[Do this] Could you rescale the listing from its first line through the line containing "[[[0,34],[49,34],[51,29],[18,21],[18,17],[0,17]]]", both ends included? Write out every line again in full, multiplying each coordinate in the answers by 2.25 and rounding to whole numbers with halves going up, and leave all other numbers, including the sample output, unchanged.

[Records provided]
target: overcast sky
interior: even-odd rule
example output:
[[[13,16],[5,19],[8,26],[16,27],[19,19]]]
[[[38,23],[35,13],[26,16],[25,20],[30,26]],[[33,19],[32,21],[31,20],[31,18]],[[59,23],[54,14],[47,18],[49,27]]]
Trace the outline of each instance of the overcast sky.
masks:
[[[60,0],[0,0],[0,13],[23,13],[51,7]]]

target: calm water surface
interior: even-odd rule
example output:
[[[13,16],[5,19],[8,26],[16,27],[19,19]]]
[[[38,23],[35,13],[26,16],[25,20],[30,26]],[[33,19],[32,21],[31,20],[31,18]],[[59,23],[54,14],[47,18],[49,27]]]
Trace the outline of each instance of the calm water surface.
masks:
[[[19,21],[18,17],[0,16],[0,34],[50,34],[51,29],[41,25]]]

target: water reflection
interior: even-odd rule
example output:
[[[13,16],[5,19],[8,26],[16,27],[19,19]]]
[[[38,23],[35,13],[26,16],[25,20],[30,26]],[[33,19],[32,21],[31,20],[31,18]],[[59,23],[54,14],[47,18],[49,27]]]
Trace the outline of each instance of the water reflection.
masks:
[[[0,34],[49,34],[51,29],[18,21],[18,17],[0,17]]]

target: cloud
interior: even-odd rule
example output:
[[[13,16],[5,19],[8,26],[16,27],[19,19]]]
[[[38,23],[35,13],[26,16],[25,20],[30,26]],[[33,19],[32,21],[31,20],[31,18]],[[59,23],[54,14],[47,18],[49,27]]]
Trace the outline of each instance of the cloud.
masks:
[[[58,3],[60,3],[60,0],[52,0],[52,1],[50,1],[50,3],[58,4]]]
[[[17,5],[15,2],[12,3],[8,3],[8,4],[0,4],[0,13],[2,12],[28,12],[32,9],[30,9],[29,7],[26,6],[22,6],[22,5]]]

[Answer to the exercise]
target: overcast sky
interior: even-odd rule
example output:
[[[13,16],[5,19],[8,26],[16,27],[19,19]]]
[[[38,23],[35,13],[26,16],[25,20],[30,26]],[[33,19],[32,21],[31,20],[31,18]],[[59,23],[54,14],[47,18],[49,27]]]
Trace the outline of each instance of the overcast sky.
masks:
[[[135,0],[0,0],[0,29],[52,29],[115,16]]]

target: calm water surface
interior: even-odd rule
example output:
[[[13,16],[5,19],[8,26],[16,27],[19,19]]]
[[[38,23],[35,13],[26,16],[25,20],[30,26]],[[33,19],[32,21],[31,20],[31,18]],[[59,23],[54,14],[47,18],[49,27]]]
Trace the outline of each instance of the calm water surface.
masks:
[[[43,47],[41,38],[0,36],[0,77],[113,77],[115,65],[92,56]]]

target: water reflection
interior: even-odd rule
example output:
[[[13,16],[5,19],[8,26],[16,27],[19,19]]]
[[[38,23],[35,13],[26,16],[25,20],[30,26]],[[33,19],[32,21],[31,20],[31,18]],[[59,23],[54,14],[47,18],[49,27]]]
Trace the outline of each instance of the water reflection.
masks:
[[[0,77],[110,77],[115,65],[41,47],[41,38],[0,38]]]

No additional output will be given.